* **Excerpt provided**
There has been a lot of buzz lately about the alarmingly high percentage of actively disengaged employees in the workforce.
There are many factors that affect employee engagement – job fit, company culture and manager / employee relationship to name a few. When I reflect on my own career and the times I felt more or less engaged, I wonder if the widespread lack of employee satisfaction has more to do with a deeper disconnect between the DNA of a corporation and the DNA of a human being.
Purpose, Passion and Entrepreneurship
I had the fortune of working for two very successful medical software / services startups before starting Keyhubs. Their paths, milestones and turning-points were uncannily similar.
Both companies were founded by passionate academicians-turned-entrepreneurs, intent on changing the practice of medicine through the use of innovative software technology.
The early days of each company were marked by an entrepreneurial and innovative spirit. The founders were relentless in solving problems, delighting customers and outlining a broad and far-reaching vision.
Both companies went public and were worth half a billion dollars at their peak.
While these companies made significant contributions to their field and became leaders in their respective domains, there was a distinct change in culture that occurred during my tenure, at both firms, that adversely affected my level of engagement.
As the companies grew, attracted more outside investment and went public, the culture of these companies began to shift from being entrepreneurial and purpose-driven to being managerial and money-driven. At one point, both companies rebranded their names and identity to match their stock ticker symbol! (Could you imagine Google changing its name to GOOG?)
Forced to answer to Wall Street, the entrepreneurial spirit began to wane. This spirit died a symbolic death when both founders were effectively sidelined, despite the research suggesting that founder-led firms do better. Both ended up departing the companies they started.
Money, Investors and ROI
As time progressed, and especially after the founder departures, these organizations went from being companies with vision, passion and purpose to firms that only cared (or so it seemed) about next quarter’s financial results and what that might do to their valuation. The new leadership culture was intent on taking what had already been created and leveraging it as much as they could. There was very little place for creative experimentation or innovation – a phenomenon shared by countless post-IPO companies.
Unsurprisingly, this was followed by a marked decline and / or stagnation in revenue. Both companies were acquired shortly thereafter at a fraction of their worth during their peaks.

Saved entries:

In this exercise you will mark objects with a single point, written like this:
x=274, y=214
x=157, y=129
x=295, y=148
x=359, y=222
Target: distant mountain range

* **Things to do**
1. In the essay on employee engagement, how much were the two medical software companies worth at their peak?
2. Continue the essay on employee engagement and corporate culture from its last sentence.

* **Answers by task**
1. Half a billion dollars each.

2.
These stories remind us that even when you work for a business that is “doing well by doing good”, it is easy for the culture to become dominated by the money motive, especially if those companies are controlled by outside investors. After all, that is, more often than not, the only reason investors are at the table.
While the DNA of a corporation is to maximize shareholder value, employees – the resource investors are depending on for an ROI – need more.
Engagement and the Human Spirit
As human beings, we seek meaning and values. We live for, and thrive on making a difference. Once we have enough to cover our basic necessities, money contributes very little to our well-being and satisfaction.
The fabric of what makes humans happy is at odds with the very reason that many businesses exist. If that is not a recipe for active disengagement, I don’t know what is.
Don’t get me wrong. Businesses should make money. They should prosper. Yes, money is necessary to survive, grow and innovate. However, when that motive becomes the primary driving force of the business, you lose employees, if not physically, emotionally. If you lose them emotionally, you begin to sow the seeds of active disengagement.
When businesses live and breathe a mission that is bigger than just making a buck, they draw out the best in people and significantly increase their chances of long-term success. There are many awesome, inspiring examples.
Look at how Salesforce.com built meaning and purpose into their DNA from the beginning. 3M is legendary because they have maintained an entrepreneurial spirit even in the face of becoming a large, publicly held company. Their ability to innovate, decade after decade, is the subject of many books, articles and case studies. Google, Apple and Tesla are other obvious examples. One of my favorites is Southwest Airlines. They chose a ticker symbol that represents their most important core value: LUV.
As leaders trying to grow a business and engage employees, we need to think about why our businesses exist and what kind of message we are giving employees. Are we starting and ending with purpose and passion or gravitating to, and celebrating, only financial outcomes?
If we are to have engaged employees, do we need to alter the DNA of business to align more with the DNA of human beings? Do we need to harmonize the spirit of commerce with the almighty human Spirit?
Vikas Narula (@NarulaTweets) is Creator and Co-Founder of Keyhubs (@Keyhubs) – a software and services company specializing in workplace social analytics. He is also Founder of Neighborhood Forest – a social venture dedicated to giving free trees to kids every Earth Day.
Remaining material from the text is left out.